◆ Problem to work on ◆
Each entry below has to be written out again exactly.

Collected data
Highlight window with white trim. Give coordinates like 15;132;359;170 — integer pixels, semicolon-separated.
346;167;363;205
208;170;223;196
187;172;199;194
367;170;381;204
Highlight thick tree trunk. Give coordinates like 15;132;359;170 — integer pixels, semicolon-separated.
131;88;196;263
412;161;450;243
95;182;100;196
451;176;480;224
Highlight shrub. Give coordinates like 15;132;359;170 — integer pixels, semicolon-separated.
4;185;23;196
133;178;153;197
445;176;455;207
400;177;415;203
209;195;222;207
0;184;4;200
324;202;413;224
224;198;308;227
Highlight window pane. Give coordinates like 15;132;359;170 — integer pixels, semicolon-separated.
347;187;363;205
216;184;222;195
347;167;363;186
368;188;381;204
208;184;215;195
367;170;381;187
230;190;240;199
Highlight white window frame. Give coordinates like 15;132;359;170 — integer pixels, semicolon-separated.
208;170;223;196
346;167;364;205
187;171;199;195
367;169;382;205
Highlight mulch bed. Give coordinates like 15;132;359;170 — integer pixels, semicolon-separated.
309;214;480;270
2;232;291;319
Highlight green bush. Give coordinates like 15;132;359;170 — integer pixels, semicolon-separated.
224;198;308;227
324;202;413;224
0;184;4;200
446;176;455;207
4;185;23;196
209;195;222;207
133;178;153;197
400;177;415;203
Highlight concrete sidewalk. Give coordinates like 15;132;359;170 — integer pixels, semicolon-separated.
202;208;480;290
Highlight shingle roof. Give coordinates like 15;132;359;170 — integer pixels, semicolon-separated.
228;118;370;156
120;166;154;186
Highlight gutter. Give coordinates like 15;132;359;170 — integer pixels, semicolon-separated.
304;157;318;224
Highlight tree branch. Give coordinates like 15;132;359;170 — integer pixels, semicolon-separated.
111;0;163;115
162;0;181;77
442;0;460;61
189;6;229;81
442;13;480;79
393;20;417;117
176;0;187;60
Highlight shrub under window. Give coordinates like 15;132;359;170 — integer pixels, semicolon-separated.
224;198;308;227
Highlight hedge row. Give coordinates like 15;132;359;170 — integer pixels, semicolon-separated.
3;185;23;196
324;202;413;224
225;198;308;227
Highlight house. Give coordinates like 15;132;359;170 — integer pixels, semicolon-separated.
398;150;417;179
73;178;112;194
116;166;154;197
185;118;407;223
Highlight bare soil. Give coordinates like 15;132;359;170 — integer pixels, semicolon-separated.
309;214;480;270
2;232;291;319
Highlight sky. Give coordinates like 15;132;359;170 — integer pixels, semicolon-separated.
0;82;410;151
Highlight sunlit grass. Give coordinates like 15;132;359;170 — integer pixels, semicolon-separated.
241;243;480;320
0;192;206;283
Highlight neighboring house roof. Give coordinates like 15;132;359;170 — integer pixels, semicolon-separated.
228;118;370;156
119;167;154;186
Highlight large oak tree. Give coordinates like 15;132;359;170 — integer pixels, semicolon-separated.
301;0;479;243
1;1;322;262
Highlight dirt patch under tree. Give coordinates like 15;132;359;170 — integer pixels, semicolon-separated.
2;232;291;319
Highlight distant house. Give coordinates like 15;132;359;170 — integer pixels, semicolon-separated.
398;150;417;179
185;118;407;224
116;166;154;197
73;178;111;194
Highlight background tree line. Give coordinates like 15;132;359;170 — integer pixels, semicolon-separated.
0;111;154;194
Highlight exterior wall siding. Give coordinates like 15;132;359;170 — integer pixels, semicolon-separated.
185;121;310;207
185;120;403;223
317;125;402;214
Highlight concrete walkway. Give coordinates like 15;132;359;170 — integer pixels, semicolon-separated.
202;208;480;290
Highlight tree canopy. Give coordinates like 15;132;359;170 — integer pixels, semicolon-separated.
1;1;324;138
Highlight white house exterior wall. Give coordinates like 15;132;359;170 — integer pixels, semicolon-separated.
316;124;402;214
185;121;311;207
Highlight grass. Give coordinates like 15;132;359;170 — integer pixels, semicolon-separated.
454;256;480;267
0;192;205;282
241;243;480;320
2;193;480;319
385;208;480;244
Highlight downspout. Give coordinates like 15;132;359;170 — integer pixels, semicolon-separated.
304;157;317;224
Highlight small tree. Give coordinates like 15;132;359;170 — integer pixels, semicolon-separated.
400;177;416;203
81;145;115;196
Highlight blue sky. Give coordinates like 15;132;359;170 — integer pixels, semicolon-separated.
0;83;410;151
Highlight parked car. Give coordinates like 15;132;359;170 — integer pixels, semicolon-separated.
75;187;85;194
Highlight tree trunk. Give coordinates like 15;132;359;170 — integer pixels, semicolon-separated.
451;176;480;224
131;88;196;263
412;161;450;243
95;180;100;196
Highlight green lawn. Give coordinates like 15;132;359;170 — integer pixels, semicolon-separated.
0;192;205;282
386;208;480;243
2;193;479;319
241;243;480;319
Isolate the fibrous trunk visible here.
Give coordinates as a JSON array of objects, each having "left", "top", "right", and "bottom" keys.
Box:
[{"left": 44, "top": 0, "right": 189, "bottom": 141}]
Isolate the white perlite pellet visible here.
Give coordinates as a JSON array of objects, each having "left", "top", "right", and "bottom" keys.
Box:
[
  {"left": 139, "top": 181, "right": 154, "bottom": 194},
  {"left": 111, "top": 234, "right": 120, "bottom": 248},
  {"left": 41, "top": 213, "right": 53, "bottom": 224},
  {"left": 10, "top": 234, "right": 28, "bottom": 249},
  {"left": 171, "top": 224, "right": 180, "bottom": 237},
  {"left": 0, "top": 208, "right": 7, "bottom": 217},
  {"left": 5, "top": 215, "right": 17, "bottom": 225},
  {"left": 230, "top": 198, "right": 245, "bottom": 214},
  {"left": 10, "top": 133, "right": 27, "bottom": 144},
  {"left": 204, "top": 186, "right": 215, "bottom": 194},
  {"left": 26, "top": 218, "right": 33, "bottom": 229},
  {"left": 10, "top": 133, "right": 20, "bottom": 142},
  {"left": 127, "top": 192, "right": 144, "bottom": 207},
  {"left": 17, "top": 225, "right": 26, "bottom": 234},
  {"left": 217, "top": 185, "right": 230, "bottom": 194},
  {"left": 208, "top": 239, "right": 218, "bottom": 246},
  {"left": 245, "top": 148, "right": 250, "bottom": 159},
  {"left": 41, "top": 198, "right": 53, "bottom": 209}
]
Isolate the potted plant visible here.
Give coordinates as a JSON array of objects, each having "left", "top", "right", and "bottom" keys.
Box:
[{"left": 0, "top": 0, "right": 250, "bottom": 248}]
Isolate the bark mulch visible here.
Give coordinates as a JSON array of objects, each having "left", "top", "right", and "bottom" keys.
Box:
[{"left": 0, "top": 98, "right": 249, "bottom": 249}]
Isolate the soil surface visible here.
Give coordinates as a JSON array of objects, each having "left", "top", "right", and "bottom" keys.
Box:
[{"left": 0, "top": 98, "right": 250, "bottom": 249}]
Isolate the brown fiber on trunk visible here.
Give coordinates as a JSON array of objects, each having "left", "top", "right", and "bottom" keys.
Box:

◆ Output below ◆
Highlight window with white trim. Give coordinates like 15;132;359;170 — integer pixels, semicolon-separated.
346;167;363;205
208;170;223;196
187;172;199;194
367;170;381;204
Highlight thick tree trunk. Give coordinates like 15;132;359;170 — integer pixels, semicolon-separated.
131;88;196;263
412;161;450;243
95;182;100;196
451;176;480;224
Highlight shrub. Give coordinates like 15;132;359;170 — integer pixels, semicolon-separated.
4;185;23;196
133;178;153;197
445;176;455;207
400;177;415;203
209;195;222;207
0;184;4;200
324;202;413;224
224;198;308;227
Highlight window pane. Give coordinates like 15;132;359;170 — integer pixels, semicolon-separated.
347;187;363;205
216;184;222;195
347;167;363;186
368;188;381;204
208;184;215;195
367;170;381;187
230;190;240;199
Highlight white window frame. Give coordinates like 15;132;359;170 — integer pixels, semicolon-separated.
208;170;223;196
346;167;364;205
187;171;199;195
367;169;382;205
Highlight mulch bed. Give coordinates like 15;132;359;170 — integer pixels, semicolon-separated.
309;214;480;270
2;232;291;319
Highlight green bush. Give coordinates like 15;132;359;170 — integer pixels, semicolon-separated.
224;198;308;227
324;202;413;224
0;184;4;200
446;176;455;207
4;185;23;196
209;195;222;207
133;178;153;197
400;177;415;203
Highlight concrete sidewalk. Give coordinates like 15;132;359;170 — integer pixels, semicolon-separated.
202;208;480;290
Highlight shingle roof. Give coordinates like 15;132;359;170 — integer pixels, semicolon-separated.
228;118;370;156
120;166;154;186
Highlight gutter. Give coordinates like 15;132;359;170 — integer pixels, semicolon-separated.
304;157;318;224
Highlight tree branch. Give coordinates like 15;132;359;170 — integer pixels, semicolon-separated.
111;0;163;115
162;0;181;77
442;0;460;61
189;6;229;81
442;13;480;79
393;20;417;117
176;0;187;60
Highlight shrub under window. Give coordinates like 15;132;359;170 — integer pixels, semicolon-separated.
224;198;308;227
Highlight hedge row. Give coordinates like 15;132;359;170 — integer pixels, semicolon-separated.
3;185;23;196
324;202;413;224
225;198;308;227
Highlight house. Give coordinates like 15;132;359;170 — integer pixels, semicolon-separated.
398;150;417;179
73;178;112;194
116;166;154;197
185;118;407;223
Highlight bare soil. Give coordinates like 15;132;359;170 — integer pixels, semicolon-separated.
309;214;480;270
2;232;291;319
Highlight sky. Give coordinates like 15;132;359;170 — integer pixels, semicolon-separated.
0;82;410;151
Highlight sunlit grass. Give coordinates like 15;132;359;170 — integer pixels, semicolon-separated.
241;243;480;320
0;192;206;283
Highlight neighboring house roof. Give coordinates like 15;132;359;170 — integer pixels, semicolon-separated.
228;118;370;156
119;167;154;186
Highlight large oak tree. Give coordinates like 15;132;359;170 — integer pixels, semicolon-separated.
301;0;479;243
1;1;322;262
Highlight dirt patch under tree. Give coordinates like 15;132;359;170 — integer pixels, semicolon-separated.
2;232;291;319
Highlight distant house. Give coordinates like 15;132;359;170 — integer pixels, semicolon-separated.
398;150;417;179
185;118;407;224
116;166;154;197
73;178;111;194
Highlight background tree line. Give coordinates like 15;132;359;170 — integer pixels, semicolon-separated.
0;111;154;194
Highlight exterior wall siding. Give coordinates like 15;132;359;170 — integer pixels, semicolon-separated.
185;121;310;207
185;120;403;223
317;125;402;214
Highlight concrete walkway. Give coordinates like 15;132;359;170 — integer pixels, semicolon-separated.
202;208;480;290
Highlight tree canopy. Give coordinates like 15;132;359;170 — integer pixels, semicolon-separated.
1;1;324;138
Highlight white house exterior wall. Give coordinates like 15;132;359;170 — integer pixels, semicolon-separated.
316;124;402;214
185;121;311;207
Highlight grass. Give coordinates like 15;132;359;170 — integer pixels, semicolon-separated.
454;256;480;267
0;192;205;282
241;243;480;320
2;193;480;319
385;208;480;244
Highlight downspout. Give coordinates like 15;132;359;170 — integer pixels, semicolon-separated.
304;157;317;224
Highlight small tree. Give coordinates like 15;132;359;170 — integer pixels, semicolon-separated.
400;177;416;203
81;145;115;196
Highlight blue sky. Give coordinates like 15;132;359;170 — integer pixels, semicolon-separated.
0;83;410;151
Highlight parked car. Give coordinates like 15;132;359;170 — integer pixels, semicolon-separated.
75;187;85;194
Highlight tree trunk. Give coordinates like 15;132;359;170 — integer pixels, semicolon-separated.
451;176;480;224
131;88;196;263
412;161;450;243
95;180;100;196
Highlight green lawn. Give coordinates like 15;132;359;170 — integer pixels, semicolon-separated.
0;192;205;282
386;208;480;243
2;193;479;319
241;243;480;319
Isolate the fibrous trunk visible here.
Give coordinates as a JSON array of objects, each having "left", "top", "right", and "bottom" keys.
Box:
[{"left": 44, "top": 0, "right": 189, "bottom": 141}]
Isolate the white perlite pellet visible here.
Give coordinates as a JSON array of objects, each having "left", "top", "right", and "bottom" keys.
Box:
[
  {"left": 139, "top": 181, "right": 154, "bottom": 194},
  {"left": 111, "top": 234, "right": 120, "bottom": 248},
  {"left": 41, "top": 213, "right": 53, "bottom": 224},
  {"left": 10, "top": 234, "right": 28, "bottom": 249},
  {"left": 171, "top": 224, "right": 180, "bottom": 237},
  {"left": 0, "top": 208, "right": 7, "bottom": 217},
  {"left": 5, "top": 215, "right": 17, "bottom": 225},
  {"left": 230, "top": 198, "right": 245, "bottom": 214},
  {"left": 10, "top": 133, "right": 27, "bottom": 144},
  {"left": 204, "top": 186, "right": 215, "bottom": 194},
  {"left": 26, "top": 218, "right": 33, "bottom": 229},
  {"left": 10, "top": 133, "right": 20, "bottom": 142},
  {"left": 127, "top": 192, "right": 144, "bottom": 207},
  {"left": 17, "top": 225, "right": 26, "bottom": 234},
  {"left": 217, "top": 185, "right": 230, "bottom": 194},
  {"left": 208, "top": 239, "right": 218, "bottom": 246},
  {"left": 245, "top": 148, "right": 250, "bottom": 159},
  {"left": 41, "top": 198, "right": 53, "bottom": 209}
]
Isolate the potted plant visible here.
Give coordinates as a JSON array of objects, each having "left", "top", "right", and "bottom" keys.
Box:
[{"left": 0, "top": 0, "right": 250, "bottom": 248}]
Isolate the bark mulch visible here.
Give coordinates as a JSON array of objects, each having "left", "top", "right", and "bottom" keys.
Box:
[{"left": 0, "top": 98, "right": 249, "bottom": 249}]
Isolate the soil surface visible here.
Give coordinates as a JSON array of objects, each having "left", "top", "right", and "bottom" keys.
Box:
[{"left": 0, "top": 98, "right": 250, "bottom": 249}]
Isolate the brown fiber on trunk visible here.
Give coordinates as a JSON array of objects, each having "left", "top", "right", and "bottom" keys.
Box:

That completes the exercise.